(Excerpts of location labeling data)
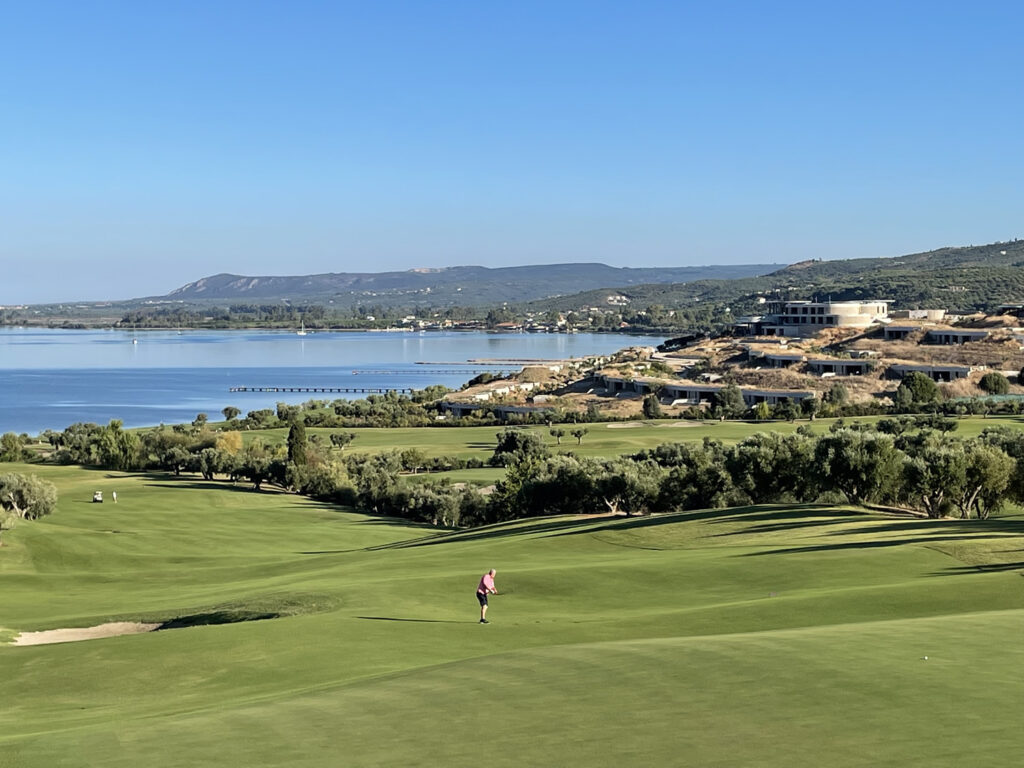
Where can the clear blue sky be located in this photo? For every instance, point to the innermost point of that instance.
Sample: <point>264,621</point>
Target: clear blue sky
<point>146,144</point>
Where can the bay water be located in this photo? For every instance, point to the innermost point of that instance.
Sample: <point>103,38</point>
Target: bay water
<point>52,378</point>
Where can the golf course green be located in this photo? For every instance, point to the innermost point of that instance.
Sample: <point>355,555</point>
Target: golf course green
<point>300,634</point>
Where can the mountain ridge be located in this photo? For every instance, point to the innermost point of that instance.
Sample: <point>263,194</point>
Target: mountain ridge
<point>443,285</point>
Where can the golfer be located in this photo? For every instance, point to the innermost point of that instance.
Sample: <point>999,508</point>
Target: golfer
<point>486,587</point>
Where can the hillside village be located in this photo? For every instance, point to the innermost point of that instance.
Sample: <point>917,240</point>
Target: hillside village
<point>798,351</point>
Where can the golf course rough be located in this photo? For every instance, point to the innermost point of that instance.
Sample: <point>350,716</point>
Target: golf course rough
<point>305,635</point>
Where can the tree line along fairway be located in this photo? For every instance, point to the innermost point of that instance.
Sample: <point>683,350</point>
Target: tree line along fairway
<point>602,438</point>
<point>312,636</point>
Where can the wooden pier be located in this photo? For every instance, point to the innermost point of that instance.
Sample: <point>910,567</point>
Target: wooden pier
<point>439,371</point>
<point>325,390</point>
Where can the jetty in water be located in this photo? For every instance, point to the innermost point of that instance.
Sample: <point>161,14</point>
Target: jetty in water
<point>326,390</point>
<point>440,371</point>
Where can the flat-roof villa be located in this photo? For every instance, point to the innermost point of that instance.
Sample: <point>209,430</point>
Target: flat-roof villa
<point>694,393</point>
<point>809,317</point>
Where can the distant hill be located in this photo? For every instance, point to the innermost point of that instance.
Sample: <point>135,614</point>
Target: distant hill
<point>972,278</point>
<point>465,286</point>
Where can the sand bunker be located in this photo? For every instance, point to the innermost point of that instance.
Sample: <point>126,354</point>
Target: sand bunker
<point>74,634</point>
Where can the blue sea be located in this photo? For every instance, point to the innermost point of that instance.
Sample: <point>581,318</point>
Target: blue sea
<point>52,378</point>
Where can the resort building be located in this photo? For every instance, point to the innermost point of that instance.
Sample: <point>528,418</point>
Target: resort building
<point>936,373</point>
<point>808,317</point>
<point>834,367</point>
<point>693,393</point>
<point>951,336</point>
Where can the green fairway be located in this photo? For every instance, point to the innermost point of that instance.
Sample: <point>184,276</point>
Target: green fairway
<point>602,438</point>
<point>768,636</point>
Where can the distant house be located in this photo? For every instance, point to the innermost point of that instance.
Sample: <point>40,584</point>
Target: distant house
<point>808,317</point>
<point>836,367</point>
<point>936,373</point>
<point>953,336</point>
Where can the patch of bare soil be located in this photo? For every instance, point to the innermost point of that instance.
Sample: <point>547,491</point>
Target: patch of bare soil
<point>75,634</point>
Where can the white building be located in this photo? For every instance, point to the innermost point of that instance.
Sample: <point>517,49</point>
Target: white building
<point>808,317</point>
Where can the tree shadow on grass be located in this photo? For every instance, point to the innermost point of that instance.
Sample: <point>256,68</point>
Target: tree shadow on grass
<point>498,530</point>
<point>417,621</point>
<point>215,617</point>
<point>993,567</point>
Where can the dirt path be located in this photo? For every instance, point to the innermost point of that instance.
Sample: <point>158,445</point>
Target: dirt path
<point>74,634</point>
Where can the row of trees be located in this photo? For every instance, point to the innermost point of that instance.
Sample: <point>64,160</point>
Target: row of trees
<point>25,498</point>
<point>915,463</point>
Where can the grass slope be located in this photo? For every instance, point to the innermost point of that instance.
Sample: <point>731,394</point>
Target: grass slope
<point>767,636</point>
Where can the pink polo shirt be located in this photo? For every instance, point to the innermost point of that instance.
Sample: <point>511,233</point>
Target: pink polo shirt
<point>486,585</point>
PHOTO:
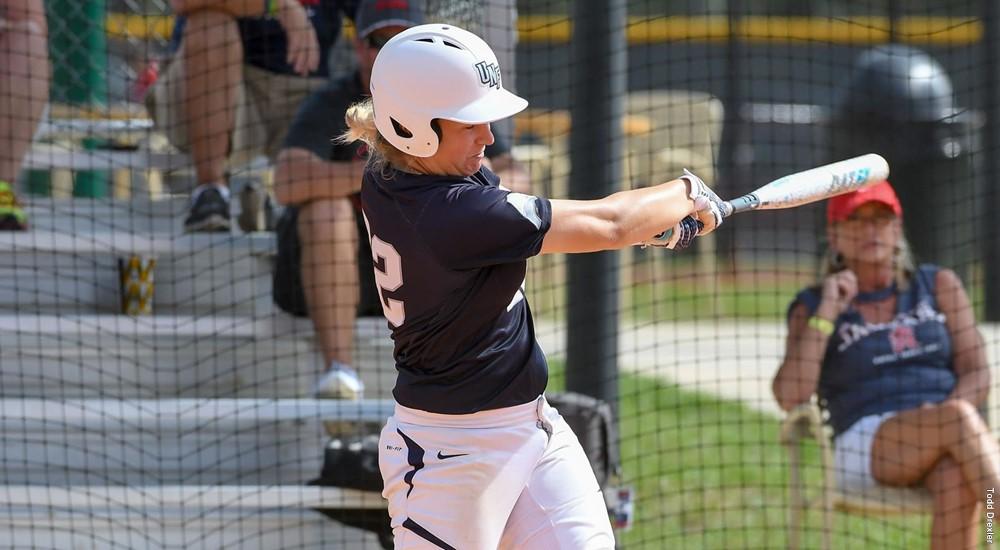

SHORT PROBLEM:
Rewrite the items with "Object" substituted for "Target" and everything else unchanged, beginning at the start of the items and ending after the line that contains "<point>486,587</point>". Give only those lines, and omit the pictures.

SOLVED PROBLEM:
Where can the clear blue sky be located in this photo? For every instance, point to the innermost point of that instance.
Sample: <point>264,621</point>
Object: clear blue sky
<point>146,144</point>
Where can the bay water be located in this photo? For every instance, point to the innermost point of that instance.
Sample: <point>103,38</point>
Object: bay water
<point>52,378</point>
Where can the golf course green be located in this photo? For every instance, point to the innermost point of that instance.
Sample: <point>355,555</point>
Object: golf course green
<point>300,634</point>
Where can the mountain ridge be located in this photo? For every instance, point to the innermost point of that instance.
Sample: <point>263,194</point>
Object: mountain ridge
<point>443,285</point>
Where can the golfer be located in this photo? For every instance, point to the innermost point of that instance.
Sample: <point>999,508</point>
Object: golfer
<point>486,587</point>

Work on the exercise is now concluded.